__DO THIS__: Please reproduce, word for word, only the lines of the entries that begin with the line containing "Target: **black backpack**" and run through the final line of the entries.
--- START ---
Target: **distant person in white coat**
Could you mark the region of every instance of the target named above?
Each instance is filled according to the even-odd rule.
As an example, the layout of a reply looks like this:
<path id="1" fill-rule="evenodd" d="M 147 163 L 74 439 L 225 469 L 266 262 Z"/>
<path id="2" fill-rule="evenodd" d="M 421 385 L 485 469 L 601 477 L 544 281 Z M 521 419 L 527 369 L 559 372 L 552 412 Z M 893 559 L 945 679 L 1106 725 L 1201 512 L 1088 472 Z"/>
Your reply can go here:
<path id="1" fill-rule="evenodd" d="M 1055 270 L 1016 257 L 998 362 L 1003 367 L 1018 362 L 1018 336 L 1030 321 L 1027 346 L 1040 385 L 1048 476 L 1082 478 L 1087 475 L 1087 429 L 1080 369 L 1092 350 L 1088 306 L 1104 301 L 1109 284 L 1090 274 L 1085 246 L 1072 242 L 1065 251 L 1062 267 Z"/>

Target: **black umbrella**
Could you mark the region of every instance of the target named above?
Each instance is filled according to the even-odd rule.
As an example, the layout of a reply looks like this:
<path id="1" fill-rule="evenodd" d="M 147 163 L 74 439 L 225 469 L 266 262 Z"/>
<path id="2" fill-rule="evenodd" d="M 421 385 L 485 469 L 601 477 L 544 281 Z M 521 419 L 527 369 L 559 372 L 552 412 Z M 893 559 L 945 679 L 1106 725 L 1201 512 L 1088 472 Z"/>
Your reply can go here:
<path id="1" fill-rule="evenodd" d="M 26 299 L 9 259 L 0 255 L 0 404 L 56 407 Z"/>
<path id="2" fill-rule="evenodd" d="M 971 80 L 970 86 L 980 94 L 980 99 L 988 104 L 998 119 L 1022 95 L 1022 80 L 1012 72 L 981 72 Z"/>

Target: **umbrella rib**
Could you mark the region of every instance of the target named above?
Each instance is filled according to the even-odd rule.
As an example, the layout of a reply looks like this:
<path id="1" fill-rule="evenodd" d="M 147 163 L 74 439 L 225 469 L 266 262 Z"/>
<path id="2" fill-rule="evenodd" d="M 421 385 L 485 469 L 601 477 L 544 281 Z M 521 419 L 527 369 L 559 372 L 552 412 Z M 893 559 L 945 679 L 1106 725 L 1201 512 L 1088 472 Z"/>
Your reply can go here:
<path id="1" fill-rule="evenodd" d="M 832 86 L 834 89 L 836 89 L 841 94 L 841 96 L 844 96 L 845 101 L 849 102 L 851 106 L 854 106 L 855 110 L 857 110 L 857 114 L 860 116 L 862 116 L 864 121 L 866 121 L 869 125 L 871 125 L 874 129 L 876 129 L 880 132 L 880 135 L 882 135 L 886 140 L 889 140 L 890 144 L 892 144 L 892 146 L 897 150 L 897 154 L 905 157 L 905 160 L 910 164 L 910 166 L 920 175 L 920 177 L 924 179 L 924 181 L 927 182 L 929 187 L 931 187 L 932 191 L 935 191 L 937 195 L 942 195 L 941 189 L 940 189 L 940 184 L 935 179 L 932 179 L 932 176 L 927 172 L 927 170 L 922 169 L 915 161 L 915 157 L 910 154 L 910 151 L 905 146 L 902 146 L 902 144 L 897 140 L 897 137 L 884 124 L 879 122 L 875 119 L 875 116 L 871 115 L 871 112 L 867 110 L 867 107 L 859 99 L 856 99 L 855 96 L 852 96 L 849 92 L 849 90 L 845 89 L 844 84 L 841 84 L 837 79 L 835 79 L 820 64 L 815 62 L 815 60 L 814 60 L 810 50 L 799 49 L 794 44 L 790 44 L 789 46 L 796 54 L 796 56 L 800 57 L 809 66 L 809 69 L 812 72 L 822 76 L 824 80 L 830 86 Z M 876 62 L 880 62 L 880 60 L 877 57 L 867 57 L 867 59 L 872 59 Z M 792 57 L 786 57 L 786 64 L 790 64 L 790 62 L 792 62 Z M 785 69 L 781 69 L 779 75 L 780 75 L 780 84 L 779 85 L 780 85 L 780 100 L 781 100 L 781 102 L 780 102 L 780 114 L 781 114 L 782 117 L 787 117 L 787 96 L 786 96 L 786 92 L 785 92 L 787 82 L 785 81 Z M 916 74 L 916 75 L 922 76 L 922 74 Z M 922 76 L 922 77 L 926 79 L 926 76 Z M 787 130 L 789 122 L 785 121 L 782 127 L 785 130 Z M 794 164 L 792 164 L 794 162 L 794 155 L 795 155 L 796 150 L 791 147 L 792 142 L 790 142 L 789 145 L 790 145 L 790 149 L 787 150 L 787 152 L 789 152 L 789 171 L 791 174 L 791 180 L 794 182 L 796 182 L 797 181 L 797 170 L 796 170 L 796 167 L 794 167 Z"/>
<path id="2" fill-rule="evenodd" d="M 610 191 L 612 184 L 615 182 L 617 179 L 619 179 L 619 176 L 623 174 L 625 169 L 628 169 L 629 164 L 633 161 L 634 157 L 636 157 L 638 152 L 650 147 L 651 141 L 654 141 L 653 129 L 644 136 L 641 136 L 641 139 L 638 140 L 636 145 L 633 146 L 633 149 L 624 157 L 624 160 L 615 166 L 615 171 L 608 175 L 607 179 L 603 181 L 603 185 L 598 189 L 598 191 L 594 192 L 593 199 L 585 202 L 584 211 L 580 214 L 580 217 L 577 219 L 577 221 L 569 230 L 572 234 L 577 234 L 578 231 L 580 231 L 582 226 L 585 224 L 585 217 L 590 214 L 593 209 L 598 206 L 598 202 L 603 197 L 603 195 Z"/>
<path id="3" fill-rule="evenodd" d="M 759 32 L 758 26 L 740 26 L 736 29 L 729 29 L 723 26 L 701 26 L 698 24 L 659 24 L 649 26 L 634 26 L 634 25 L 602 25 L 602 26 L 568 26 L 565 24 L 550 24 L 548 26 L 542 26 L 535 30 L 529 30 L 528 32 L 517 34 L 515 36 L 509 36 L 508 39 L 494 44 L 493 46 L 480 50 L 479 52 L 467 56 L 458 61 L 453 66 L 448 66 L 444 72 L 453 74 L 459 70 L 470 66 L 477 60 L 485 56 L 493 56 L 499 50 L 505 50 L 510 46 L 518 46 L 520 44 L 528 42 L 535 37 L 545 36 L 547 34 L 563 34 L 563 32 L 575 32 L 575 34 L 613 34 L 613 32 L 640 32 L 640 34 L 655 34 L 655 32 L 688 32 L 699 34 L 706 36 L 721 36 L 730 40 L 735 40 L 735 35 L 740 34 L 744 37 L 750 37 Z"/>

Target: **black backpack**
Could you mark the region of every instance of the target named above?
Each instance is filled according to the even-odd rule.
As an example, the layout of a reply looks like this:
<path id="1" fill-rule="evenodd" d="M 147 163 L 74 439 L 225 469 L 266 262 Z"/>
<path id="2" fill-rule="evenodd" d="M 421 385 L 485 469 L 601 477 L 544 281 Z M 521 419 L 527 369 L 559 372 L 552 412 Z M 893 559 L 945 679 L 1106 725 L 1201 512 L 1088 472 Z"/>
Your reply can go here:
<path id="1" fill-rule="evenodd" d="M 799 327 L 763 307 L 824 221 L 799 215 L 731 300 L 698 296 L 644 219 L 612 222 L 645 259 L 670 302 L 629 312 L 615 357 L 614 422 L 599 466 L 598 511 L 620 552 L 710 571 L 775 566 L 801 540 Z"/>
--- END ---
__EXERCISE RESULT__:
Target: **black backpack**
Could you mark the region of every instance of the target named above?
Each instance is filled according to the even-odd rule.
As an example, the layout of a reply looks like this:
<path id="1" fill-rule="evenodd" d="M 147 163 L 74 439 L 225 469 L 266 262 Z"/>
<path id="2" fill-rule="evenodd" d="M 421 385 L 485 469 L 601 477 L 544 281 Z M 521 419 L 527 369 L 559 372 L 552 412 Z M 893 559 L 945 679 L 1106 725 L 1201 512 L 1088 472 Z"/>
Your reply can go here:
<path id="1" fill-rule="evenodd" d="M 799 327 L 763 307 L 824 221 L 799 215 L 731 300 L 698 296 L 644 219 L 612 222 L 645 259 L 670 302 L 629 312 L 615 357 L 614 422 L 599 466 L 598 511 L 620 552 L 710 571 L 775 566 L 801 540 Z"/>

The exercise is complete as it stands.